## WHAT YOU NEED TO DO
Everything from the line containing "the person's hand." to the end of the data must be duplicated word for word, and nothing else may appear.

**** RECORDS ****

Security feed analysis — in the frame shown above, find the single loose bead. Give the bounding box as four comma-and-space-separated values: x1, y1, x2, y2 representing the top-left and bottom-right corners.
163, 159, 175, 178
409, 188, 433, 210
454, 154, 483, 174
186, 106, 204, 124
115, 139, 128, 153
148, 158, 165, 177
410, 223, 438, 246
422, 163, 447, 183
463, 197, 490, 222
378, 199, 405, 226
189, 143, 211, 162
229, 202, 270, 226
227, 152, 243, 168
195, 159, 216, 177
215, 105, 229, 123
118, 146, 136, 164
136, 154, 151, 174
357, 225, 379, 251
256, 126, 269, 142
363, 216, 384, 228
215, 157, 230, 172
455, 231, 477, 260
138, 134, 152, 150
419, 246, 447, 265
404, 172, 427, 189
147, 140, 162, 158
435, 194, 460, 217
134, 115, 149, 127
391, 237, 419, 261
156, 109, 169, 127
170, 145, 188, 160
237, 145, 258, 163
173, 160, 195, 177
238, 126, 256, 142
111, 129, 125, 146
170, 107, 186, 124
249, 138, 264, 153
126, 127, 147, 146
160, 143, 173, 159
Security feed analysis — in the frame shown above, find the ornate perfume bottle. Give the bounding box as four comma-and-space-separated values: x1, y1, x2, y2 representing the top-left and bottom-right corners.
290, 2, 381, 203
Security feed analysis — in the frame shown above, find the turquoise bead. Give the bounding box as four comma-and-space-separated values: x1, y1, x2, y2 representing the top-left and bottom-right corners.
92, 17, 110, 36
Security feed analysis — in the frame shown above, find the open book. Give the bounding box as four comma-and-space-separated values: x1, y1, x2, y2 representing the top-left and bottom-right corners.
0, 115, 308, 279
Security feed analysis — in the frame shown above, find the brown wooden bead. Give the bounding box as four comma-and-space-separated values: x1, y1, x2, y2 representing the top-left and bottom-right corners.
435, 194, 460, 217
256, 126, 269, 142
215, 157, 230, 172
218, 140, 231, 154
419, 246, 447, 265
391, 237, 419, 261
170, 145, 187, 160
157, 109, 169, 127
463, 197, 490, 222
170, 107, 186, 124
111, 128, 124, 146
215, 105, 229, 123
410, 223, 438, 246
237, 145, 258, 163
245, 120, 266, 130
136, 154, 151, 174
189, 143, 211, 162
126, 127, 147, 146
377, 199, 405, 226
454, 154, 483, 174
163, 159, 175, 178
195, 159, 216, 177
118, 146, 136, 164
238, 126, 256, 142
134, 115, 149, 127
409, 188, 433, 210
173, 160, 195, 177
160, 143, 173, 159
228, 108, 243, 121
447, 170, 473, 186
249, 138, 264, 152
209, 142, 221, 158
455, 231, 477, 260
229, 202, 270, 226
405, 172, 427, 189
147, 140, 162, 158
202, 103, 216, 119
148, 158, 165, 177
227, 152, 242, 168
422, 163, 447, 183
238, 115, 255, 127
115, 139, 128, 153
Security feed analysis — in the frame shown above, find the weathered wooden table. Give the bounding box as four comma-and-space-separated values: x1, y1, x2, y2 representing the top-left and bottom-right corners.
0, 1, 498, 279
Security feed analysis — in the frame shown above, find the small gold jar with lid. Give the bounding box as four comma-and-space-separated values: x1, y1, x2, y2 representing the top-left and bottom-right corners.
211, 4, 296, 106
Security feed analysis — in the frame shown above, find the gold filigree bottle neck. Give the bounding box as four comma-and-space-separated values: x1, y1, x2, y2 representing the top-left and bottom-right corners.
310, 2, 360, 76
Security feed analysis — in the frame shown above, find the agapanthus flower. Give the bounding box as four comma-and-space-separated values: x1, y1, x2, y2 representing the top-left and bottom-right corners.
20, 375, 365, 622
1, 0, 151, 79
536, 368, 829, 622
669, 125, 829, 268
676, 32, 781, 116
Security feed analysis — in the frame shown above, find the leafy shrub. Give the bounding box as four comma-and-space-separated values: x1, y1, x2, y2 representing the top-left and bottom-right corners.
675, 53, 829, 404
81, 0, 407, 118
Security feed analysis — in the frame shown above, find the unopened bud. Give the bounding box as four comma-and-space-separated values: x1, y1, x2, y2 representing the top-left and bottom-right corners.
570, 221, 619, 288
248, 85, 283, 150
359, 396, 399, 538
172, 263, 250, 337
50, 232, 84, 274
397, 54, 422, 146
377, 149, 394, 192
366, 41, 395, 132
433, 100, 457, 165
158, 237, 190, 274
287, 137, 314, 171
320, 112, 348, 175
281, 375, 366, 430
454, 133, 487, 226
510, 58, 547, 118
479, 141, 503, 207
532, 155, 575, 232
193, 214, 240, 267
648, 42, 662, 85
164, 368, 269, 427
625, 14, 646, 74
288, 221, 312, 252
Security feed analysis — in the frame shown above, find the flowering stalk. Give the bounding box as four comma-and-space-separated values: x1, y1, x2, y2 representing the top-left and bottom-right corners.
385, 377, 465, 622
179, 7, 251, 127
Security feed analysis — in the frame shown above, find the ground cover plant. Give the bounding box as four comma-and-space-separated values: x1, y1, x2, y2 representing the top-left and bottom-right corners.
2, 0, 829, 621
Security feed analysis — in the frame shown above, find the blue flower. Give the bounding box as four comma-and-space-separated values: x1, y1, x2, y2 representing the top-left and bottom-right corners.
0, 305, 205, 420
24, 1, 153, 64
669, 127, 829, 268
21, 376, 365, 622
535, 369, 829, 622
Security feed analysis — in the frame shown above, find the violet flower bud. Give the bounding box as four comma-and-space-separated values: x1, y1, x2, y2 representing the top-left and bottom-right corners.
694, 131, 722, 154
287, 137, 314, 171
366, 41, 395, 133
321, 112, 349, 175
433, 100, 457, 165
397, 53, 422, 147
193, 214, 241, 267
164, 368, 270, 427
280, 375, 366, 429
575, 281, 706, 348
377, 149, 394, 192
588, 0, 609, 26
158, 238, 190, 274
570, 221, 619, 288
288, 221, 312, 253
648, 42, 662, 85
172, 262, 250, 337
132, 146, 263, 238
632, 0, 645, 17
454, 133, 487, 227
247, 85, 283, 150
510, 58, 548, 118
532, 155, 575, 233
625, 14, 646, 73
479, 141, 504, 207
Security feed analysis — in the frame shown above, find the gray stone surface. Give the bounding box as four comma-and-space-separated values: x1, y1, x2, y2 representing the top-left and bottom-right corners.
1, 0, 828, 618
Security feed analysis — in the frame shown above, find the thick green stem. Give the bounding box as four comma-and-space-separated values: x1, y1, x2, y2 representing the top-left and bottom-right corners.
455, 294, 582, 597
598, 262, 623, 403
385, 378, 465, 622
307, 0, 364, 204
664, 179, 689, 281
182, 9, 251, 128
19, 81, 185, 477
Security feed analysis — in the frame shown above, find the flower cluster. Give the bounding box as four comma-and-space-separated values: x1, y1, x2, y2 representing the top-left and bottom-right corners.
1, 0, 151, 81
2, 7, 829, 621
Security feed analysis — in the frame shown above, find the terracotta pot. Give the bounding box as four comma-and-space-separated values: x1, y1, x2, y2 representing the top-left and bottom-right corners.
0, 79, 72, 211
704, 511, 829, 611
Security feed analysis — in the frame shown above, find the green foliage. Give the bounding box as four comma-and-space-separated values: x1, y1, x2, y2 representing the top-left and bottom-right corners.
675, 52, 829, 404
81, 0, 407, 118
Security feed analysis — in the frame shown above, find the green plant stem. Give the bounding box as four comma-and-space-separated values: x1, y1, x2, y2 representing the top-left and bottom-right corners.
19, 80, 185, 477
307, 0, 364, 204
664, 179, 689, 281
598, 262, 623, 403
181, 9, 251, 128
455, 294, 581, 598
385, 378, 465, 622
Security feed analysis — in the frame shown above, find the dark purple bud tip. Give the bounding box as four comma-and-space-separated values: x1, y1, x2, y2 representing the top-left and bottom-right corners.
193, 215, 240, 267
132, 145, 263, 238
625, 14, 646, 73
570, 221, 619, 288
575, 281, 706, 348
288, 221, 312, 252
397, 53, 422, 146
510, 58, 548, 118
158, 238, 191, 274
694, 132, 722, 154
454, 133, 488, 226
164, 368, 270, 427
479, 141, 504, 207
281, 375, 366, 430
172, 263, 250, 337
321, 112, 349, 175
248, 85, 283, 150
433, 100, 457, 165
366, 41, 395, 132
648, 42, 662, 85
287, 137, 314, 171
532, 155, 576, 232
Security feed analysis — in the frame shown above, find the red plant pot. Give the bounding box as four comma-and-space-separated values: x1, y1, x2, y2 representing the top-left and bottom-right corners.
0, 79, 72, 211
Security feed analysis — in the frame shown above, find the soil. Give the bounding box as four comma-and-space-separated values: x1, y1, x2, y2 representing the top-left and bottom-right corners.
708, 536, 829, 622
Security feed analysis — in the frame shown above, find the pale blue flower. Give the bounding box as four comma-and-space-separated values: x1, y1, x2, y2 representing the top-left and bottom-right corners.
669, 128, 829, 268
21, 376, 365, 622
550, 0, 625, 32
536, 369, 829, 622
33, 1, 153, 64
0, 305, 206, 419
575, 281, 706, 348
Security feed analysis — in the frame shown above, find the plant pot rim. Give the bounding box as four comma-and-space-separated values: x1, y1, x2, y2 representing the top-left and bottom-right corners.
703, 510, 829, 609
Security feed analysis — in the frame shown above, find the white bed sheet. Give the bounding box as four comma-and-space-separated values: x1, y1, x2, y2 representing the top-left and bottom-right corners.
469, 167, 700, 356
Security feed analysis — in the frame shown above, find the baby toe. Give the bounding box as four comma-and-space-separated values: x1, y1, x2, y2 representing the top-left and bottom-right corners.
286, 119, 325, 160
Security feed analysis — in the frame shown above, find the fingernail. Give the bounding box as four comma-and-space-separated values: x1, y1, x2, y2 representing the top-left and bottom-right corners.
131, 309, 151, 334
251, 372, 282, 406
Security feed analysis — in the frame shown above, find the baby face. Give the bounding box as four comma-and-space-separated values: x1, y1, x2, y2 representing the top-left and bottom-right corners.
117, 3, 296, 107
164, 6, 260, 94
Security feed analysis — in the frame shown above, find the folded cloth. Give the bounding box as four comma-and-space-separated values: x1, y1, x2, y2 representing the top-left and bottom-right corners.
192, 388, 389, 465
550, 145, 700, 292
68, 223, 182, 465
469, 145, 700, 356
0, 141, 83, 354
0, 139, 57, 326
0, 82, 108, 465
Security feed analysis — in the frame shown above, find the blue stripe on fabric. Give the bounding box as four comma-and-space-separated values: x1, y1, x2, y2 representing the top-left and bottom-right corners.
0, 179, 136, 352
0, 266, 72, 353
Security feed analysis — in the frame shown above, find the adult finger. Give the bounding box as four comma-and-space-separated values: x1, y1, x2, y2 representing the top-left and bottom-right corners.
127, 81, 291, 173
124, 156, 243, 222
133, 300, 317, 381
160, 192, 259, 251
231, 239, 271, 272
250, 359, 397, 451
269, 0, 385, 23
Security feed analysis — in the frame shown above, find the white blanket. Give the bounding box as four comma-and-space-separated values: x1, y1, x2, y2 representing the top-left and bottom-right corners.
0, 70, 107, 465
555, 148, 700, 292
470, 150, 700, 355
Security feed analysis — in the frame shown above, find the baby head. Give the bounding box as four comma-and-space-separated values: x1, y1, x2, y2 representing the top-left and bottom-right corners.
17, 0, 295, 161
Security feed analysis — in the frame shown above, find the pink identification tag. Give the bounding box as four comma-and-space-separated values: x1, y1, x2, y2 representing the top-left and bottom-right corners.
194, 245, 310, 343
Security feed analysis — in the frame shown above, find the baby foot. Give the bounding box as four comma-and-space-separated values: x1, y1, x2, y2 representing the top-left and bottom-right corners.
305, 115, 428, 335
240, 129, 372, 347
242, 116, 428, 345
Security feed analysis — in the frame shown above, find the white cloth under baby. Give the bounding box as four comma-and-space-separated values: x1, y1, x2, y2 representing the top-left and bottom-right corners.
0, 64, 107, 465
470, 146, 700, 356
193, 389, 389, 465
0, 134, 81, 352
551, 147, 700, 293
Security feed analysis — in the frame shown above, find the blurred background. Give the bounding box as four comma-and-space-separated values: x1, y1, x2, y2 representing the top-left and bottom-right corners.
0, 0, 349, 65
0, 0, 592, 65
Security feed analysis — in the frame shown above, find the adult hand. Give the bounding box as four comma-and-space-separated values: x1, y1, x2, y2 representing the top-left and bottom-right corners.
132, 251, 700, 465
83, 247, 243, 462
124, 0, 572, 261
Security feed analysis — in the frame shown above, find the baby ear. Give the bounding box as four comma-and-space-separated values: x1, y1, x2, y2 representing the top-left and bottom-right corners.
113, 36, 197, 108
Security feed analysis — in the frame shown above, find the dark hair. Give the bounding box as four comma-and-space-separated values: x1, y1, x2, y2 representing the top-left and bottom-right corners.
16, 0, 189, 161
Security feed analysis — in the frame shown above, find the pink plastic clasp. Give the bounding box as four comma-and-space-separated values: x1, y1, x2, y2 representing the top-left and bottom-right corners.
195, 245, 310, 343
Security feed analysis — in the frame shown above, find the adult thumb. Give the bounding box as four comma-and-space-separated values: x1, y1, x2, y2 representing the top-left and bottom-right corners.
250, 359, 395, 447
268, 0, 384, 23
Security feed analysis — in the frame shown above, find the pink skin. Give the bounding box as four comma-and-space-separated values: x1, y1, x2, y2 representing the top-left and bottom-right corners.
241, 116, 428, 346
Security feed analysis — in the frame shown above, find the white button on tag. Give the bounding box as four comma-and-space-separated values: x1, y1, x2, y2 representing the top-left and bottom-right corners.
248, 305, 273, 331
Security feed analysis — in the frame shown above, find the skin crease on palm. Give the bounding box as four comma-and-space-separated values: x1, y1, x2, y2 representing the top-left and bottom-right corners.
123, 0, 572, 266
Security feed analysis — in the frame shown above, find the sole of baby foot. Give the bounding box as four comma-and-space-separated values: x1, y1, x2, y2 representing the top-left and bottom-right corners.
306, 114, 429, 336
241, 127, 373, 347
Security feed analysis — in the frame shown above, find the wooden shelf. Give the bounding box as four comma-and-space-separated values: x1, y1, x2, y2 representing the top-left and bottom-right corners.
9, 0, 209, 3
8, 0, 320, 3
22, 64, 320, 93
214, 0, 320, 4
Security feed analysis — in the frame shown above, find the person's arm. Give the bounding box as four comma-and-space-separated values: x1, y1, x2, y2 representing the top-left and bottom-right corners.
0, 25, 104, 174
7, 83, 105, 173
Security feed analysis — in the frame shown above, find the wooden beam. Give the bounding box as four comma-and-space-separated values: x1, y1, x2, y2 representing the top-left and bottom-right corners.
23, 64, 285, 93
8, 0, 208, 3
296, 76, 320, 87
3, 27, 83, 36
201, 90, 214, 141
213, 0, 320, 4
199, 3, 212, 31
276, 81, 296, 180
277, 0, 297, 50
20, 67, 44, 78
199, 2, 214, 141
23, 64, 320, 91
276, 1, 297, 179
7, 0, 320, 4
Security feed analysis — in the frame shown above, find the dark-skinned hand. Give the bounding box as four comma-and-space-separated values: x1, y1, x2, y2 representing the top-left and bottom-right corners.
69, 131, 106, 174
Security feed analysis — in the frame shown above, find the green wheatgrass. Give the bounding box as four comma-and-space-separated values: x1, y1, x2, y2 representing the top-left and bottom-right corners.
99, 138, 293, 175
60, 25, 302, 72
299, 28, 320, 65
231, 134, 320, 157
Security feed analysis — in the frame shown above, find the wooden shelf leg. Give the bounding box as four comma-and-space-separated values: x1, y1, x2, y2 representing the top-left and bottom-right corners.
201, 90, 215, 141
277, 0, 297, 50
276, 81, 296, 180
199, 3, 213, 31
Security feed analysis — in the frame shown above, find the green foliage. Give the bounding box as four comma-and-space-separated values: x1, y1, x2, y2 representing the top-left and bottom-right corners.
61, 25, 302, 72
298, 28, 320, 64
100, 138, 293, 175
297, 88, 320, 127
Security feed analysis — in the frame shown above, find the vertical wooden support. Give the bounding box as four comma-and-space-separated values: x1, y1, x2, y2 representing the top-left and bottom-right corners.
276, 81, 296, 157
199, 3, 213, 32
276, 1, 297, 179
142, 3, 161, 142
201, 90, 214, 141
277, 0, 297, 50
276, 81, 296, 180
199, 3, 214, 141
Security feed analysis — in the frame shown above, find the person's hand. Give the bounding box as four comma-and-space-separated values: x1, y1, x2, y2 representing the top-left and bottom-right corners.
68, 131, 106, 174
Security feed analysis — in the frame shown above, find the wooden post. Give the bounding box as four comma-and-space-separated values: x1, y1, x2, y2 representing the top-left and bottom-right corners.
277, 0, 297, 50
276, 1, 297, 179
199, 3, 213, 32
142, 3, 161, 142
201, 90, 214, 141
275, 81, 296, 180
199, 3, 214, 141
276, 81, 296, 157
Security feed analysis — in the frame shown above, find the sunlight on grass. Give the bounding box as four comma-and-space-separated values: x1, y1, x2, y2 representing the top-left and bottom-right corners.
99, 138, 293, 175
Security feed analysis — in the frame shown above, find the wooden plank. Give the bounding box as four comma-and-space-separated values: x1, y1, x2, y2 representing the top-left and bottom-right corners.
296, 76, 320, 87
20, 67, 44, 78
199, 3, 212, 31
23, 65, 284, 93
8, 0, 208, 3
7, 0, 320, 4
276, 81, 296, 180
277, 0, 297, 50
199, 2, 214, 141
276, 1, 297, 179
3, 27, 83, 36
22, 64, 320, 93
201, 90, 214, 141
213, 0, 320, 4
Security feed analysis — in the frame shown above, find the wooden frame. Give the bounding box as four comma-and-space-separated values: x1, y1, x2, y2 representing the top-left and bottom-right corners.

****

## SOLUTION TO THE PROBLEM
Security feed analysis — in the frame shown above, find the person's hand. Give the bounding box as four comma-and-space-separated values: x1, y1, x2, y2 representing the top-left and bottom-right corners.
68, 131, 106, 174
Security feed analysis — in the frame shown above, find the wooden post. Give the bounding box as four comma-and-space-separated values: x1, y1, x2, y2 representing the top-left and bottom-right corners.
277, 0, 297, 50
276, 1, 297, 179
199, 3, 213, 32
142, 3, 161, 142
201, 90, 214, 141
275, 81, 296, 180
199, 3, 214, 141
276, 81, 296, 157
Security feed analysis — in the frame shown above, find the sunlight on grass. Give the bounding box as four comma-and-space-separated values: x1, y1, x2, y2 representing the top-left and bottom-right corners.
99, 138, 293, 175
Security feed analysis — in the frame shown above, find the wooden plank. Give the bounding box as four comma-and-space-separated values: x1, y1, x2, y2 representing the top-left and bottom-right corners.
296, 76, 320, 87
20, 67, 44, 78
199, 3, 212, 31
23, 65, 284, 93
8, 0, 208, 3
7, 0, 320, 4
276, 81, 296, 180
277, 0, 297, 50
199, 2, 214, 141
276, 1, 297, 179
3, 27, 83, 36
22, 64, 320, 93
201, 90, 214, 141
213, 0, 320, 4
Security feed analysis — in the frame shown above, find the wooden frame. Give the bounding box as four comma-and-space-separated values: x1, y1, x2, y2 representing the top-left and bottom-right corners.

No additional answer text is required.